[Supplied data]

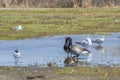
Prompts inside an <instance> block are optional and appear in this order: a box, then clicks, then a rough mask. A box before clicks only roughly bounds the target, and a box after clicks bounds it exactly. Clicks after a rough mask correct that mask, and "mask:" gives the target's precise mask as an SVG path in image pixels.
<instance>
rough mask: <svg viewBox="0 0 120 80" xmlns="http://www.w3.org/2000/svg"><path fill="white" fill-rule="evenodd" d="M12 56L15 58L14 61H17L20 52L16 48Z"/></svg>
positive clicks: (19, 56)
mask: <svg viewBox="0 0 120 80" xmlns="http://www.w3.org/2000/svg"><path fill="white" fill-rule="evenodd" d="M13 57H14V58H15V63H17V62H18V61H19V58H21V54H20V52H19V51H18V50H17V49H16V50H15V52H14V53H13Z"/></svg>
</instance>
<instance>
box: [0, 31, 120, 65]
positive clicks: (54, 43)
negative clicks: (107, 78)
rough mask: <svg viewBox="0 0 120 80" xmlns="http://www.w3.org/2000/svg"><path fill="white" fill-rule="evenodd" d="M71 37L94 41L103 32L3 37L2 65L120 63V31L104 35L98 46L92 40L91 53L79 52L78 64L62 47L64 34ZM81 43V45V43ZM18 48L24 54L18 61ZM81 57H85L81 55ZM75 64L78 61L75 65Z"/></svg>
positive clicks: (101, 63) (0, 50) (82, 56)
mask: <svg viewBox="0 0 120 80" xmlns="http://www.w3.org/2000/svg"><path fill="white" fill-rule="evenodd" d="M67 36H70V37H71V38H72V39H73V44H75V42H76V41H81V40H84V39H86V37H90V38H91V39H92V40H94V39H96V38H98V37H100V36H102V35H60V36H52V37H42V38H37V39H25V40H10V41H9V40H8V41H5V40H0V66H16V65H19V66H29V65H34V64H37V65H40V66H42V67H46V66H48V65H49V66H59V67H64V66H71V65H72V66H80V65H83V66H84V65H85V66H94V65H108V66H119V65H120V33H113V34H112V35H104V36H105V41H104V42H103V44H101V45H98V44H95V43H93V44H92V46H90V47H89V48H88V49H89V50H90V51H91V54H90V55H87V56H86V57H83V56H82V55H80V58H79V62H78V63H75V62H74V61H73V59H72V58H71V57H68V56H67V53H65V51H64V50H63V46H64V43H65V37H67ZM75 45H78V44H75ZM78 46H80V45H78ZM15 49H18V50H19V51H20V53H21V58H20V59H19V61H17V62H16V61H15V59H14V57H13V53H14V51H15ZM81 56H82V57H81ZM74 63H75V64H74Z"/></svg>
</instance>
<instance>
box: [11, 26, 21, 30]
mask: <svg viewBox="0 0 120 80" xmlns="http://www.w3.org/2000/svg"><path fill="white" fill-rule="evenodd" d="M13 30H16V31H17V30H22V26H21V25H18V26H17V27H14V28H13Z"/></svg>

[/Supplied data]

Activity
In the records above, locate each line with the word "rough". Copy all such lines.

Task answer
Prompts inside an <instance> block are optional and appear in this order: a box, then clicks, then a rough mask. A box before clicks only roughly bounds the target, and a box after clicks bounds it exactly. Clicks after a rough mask correct that mask, and "mask:" gives the target's precise mask as an SVG path in image pixels.
rough mask: <svg viewBox="0 0 120 80" xmlns="http://www.w3.org/2000/svg"><path fill="white" fill-rule="evenodd" d="M12 56L15 58L14 61H17L20 52L16 48Z"/></svg>
rough mask: <svg viewBox="0 0 120 80" xmlns="http://www.w3.org/2000/svg"><path fill="white" fill-rule="evenodd" d="M71 37L94 41L103 32L3 37L2 65L120 63V31L104 35L98 46L92 40L91 53L79 52L78 64L62 47L64 34ZM81 43V45V43ZM18 48L24 54L18 61ZM81 57H85L81 55ZM75 64L78 61L75 65Z"/></svg>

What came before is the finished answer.